**ÉTAPES DE L'EXERCICE**
- 1) Relevez, dans l'extrait choisi, tous ceux pour qui la manière d'apprendre est dite « clé ».
- 2) Recopiez les entrées en substituant « squirrel's ear » à « chipmunk's ear » partout, sans rien modifier d'autre. Laissez les images de côté dans votre réponse.

**EXTRAIT CHOISI**
L’IA générative va-t-elle s’étouffer ?
Dans cet épisode nous allons nous questionner sur un risque qui pourrait guetter l’IA générative.
Les prouesses de l’IA générative éblouissent chaque jour et les modèles se font une compétition enragée, y compris en adoptant des méthodes d’apprentissage différentes pour optimiser leurs coûts…
La manière dont on apprend, apprendre à apprendre, c’est clé pour un être humain comme pour des algorithmes ou des machines. Une question de méthode sans aucun doute, mais également de ce à quoi on est exposé.
Si les méthodes d’apprentissage ont des conséquences, ne serait-ce que sur le plan des ressources qu’elles consomment, à commencer par celles de la planète, les données en ont aussi bien sûr.

**Entrées de données enregistrées**
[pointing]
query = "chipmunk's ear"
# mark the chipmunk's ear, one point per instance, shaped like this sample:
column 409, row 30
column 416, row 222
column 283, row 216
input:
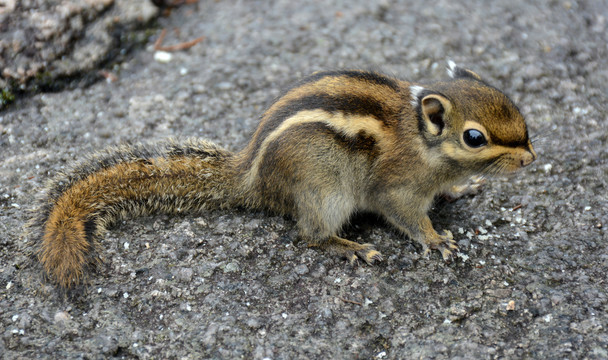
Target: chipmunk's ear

**LISTE DES RÉPONSES**
- 1) un être humain, des algorithmes, des machines

- 2)
[pointing]
query = "squirrel's ear"
# mark the squirrel's ear, one point per instance, shaped like this sample:
column 409, row 30
column 416, row 222
column 283, row 216
input:
Target: squirrel's ear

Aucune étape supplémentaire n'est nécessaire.